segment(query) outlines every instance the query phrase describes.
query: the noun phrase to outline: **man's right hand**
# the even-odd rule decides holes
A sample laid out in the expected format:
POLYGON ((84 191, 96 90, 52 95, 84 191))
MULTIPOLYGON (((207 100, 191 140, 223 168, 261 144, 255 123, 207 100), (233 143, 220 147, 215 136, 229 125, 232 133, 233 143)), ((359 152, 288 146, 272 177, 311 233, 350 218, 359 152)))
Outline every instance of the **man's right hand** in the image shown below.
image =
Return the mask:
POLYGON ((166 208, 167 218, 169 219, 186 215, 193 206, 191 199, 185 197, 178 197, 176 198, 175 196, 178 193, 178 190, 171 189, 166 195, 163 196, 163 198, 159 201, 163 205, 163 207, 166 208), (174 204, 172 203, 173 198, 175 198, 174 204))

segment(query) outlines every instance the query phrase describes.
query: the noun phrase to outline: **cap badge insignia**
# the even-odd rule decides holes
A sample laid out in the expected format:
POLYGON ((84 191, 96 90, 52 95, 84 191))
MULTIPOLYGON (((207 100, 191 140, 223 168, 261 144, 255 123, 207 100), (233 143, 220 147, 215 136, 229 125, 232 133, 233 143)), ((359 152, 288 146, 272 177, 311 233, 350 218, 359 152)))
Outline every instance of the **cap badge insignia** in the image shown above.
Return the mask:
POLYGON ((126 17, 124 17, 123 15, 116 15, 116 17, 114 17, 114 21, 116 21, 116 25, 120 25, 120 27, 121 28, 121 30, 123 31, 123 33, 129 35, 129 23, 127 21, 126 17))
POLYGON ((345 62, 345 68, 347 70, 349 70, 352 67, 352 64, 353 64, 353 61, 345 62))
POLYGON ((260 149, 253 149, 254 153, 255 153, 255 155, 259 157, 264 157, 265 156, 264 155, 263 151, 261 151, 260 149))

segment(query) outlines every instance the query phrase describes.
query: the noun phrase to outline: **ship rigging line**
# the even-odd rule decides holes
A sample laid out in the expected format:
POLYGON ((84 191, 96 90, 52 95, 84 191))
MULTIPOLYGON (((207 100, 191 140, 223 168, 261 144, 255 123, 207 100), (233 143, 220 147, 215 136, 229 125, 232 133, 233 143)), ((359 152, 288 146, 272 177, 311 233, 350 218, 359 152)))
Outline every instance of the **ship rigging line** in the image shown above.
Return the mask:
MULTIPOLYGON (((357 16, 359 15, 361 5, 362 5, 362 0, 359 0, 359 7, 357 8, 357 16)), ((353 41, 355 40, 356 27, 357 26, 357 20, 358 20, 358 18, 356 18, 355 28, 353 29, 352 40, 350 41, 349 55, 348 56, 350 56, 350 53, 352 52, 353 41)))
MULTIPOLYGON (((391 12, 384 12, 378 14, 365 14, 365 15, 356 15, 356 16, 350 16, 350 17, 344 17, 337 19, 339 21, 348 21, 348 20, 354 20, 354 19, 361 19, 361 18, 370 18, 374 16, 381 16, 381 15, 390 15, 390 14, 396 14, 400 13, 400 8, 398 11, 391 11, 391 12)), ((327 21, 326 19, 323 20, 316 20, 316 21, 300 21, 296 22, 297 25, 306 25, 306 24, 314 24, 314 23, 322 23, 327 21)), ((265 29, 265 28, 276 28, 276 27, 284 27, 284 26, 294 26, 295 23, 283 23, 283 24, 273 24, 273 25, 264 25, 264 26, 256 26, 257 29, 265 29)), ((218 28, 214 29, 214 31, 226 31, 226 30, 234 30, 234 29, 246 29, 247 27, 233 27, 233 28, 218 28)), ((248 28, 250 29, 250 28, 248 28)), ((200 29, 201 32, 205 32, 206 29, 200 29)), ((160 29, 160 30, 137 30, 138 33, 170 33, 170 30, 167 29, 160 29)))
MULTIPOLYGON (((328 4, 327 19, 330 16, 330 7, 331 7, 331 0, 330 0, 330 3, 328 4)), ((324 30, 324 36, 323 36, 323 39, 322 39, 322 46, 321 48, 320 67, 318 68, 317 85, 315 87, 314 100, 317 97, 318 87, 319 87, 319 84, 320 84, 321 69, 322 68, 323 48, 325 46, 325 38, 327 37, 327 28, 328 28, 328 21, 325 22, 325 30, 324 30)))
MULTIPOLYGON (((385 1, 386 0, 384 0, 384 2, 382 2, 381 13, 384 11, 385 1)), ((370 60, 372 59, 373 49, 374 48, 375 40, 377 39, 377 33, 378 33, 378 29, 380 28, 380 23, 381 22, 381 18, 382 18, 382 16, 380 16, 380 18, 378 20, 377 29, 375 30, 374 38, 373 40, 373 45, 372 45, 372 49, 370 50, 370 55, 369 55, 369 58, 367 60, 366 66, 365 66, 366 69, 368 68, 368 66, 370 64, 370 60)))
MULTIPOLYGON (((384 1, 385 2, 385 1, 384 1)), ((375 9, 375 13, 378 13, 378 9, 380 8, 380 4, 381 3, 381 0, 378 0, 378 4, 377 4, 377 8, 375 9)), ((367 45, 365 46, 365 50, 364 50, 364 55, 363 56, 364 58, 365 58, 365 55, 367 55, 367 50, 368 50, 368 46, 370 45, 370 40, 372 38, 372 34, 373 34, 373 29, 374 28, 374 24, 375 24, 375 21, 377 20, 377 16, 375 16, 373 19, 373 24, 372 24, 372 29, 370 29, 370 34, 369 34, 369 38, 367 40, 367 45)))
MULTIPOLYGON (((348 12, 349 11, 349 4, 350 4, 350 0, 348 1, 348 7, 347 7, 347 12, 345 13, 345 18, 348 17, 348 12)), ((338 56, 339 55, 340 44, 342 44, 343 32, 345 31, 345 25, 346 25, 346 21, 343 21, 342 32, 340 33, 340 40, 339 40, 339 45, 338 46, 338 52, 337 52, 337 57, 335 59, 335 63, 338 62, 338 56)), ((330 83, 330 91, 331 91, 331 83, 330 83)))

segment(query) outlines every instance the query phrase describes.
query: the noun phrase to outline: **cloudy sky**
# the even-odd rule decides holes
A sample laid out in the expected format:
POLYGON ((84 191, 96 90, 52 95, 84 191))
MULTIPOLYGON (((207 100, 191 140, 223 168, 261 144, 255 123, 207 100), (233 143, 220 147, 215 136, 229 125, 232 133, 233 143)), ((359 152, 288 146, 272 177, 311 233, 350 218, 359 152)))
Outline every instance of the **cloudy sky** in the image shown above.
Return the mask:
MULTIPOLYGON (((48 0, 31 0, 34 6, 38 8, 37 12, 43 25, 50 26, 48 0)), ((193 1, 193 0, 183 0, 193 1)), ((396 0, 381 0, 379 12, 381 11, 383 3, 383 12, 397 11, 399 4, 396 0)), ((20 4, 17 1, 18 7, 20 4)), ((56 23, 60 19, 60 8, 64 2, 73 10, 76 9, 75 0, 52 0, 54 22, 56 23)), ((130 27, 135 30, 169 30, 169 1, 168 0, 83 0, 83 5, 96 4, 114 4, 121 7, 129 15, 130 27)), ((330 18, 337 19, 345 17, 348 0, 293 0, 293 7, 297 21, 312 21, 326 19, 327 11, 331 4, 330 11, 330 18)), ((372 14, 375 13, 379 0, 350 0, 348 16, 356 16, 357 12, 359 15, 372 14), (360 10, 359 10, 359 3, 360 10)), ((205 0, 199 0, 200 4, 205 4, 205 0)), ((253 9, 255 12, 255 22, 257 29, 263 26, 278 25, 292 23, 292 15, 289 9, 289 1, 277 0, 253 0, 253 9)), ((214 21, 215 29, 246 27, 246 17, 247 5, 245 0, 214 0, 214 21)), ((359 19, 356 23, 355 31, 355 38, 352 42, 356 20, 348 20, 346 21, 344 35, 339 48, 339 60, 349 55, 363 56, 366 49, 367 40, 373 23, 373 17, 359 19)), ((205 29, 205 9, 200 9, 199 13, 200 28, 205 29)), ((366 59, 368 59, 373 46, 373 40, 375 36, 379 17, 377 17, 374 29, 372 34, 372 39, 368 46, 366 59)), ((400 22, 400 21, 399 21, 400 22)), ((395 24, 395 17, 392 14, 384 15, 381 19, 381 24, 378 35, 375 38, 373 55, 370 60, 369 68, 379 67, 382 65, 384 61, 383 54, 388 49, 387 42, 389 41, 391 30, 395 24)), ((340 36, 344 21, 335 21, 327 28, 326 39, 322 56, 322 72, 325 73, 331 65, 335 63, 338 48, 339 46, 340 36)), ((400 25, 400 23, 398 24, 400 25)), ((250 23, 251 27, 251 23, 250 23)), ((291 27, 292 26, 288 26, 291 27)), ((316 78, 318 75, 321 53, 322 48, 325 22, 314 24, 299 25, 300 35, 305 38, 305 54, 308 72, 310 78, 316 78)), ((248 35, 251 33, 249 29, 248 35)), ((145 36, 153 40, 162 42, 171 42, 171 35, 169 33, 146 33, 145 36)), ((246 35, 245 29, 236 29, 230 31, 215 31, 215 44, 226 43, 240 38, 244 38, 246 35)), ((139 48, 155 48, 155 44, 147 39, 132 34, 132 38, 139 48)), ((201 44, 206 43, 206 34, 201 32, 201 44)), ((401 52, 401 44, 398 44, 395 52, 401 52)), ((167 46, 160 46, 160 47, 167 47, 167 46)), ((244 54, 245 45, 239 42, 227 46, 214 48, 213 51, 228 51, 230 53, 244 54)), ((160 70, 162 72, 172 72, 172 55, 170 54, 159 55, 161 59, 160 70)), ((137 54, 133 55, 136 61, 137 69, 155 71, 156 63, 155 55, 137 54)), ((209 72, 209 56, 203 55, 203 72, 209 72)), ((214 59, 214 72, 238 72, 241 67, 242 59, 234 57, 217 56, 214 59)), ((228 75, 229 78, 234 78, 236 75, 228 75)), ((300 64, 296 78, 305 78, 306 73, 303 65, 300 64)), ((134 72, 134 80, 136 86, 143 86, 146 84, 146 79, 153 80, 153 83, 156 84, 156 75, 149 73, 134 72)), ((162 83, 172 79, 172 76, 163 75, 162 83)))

- **YOUR INSTRUCTIONS**:
Print verbatim every line of the listing from its first line through the line containing "POLYGON ((260 149, 253", inclusive.

- **REPLY**:
segment(query) outlines every instance the query phrase describes.
query: the noun phrase to outline: **man's right hand**
# the even-odd rule decides holes
A sample laid out in the expected format:
POLYGON ((84 191, 96 90, 52 95, 84 191))
MULTIPOLYGON (((207 100, 191 140, 223 168, 261 144, 255 123, 207 100), (233 143, 220 147, 215 136, 229 125, 232 133, 233 143)), ((359 152, 288 146, 272 177, 311 233, 350 218, 359 152)))
Outline every instance of the **man's right hand** in the image shown below.
image =
Return the mask:
POLYGON ((166 208, 167 218, 169 219, 186 215, 193 206, 191 199, 185 197, 178 197, 176 198, 175 196, 178 193, 178 190, 171 189, 166 195, 163 196, 163 198, 159 201, 163 205, 163 207, 166 208), (174 204, 172 203, 173 198, 175 198, 174 204))

segment(query) outlines every instance the query phrase describes.
query: the noun phrase to outline: **cap badge insignia**
# the even-odd rule decides holes
A sample laid out in the expected format:
POLYGON ((84 191, 96 90, 52 95, 84 191))
MULTIPOLYGON (((207 100, 191 140, 223 168, 261 144, 255 123, 207 100), (233 143, 220 147, 215 136, 229 125, 232 133, 233 143)), ((359 152, 288 146, 272 177, 311 233, 350 218, 359 152)))
Outline every instance of the **cap badge insignia** in the image shown above.
Return the mask:
POLYGON ((126 17, 124 17, 123 15, 116 15, 116 17, 114 17, 114 21, 116 21, 116 25, 120 25, 120 27, 121 28, 121 30, 123 31, 123 33, 129 35, 129 23, 127 21, 126 17))
POLYGON ((345 62, 345 68, 347 70, 349 70, 352 67, 352 64, 353 64, 353 61, 345 62))
POLYGON ((260 149, 253 149, 254 153, 255 153, 255 155, 259 157, 264 157, 265 156, 264 155, 263 151, 261 151, 260 149))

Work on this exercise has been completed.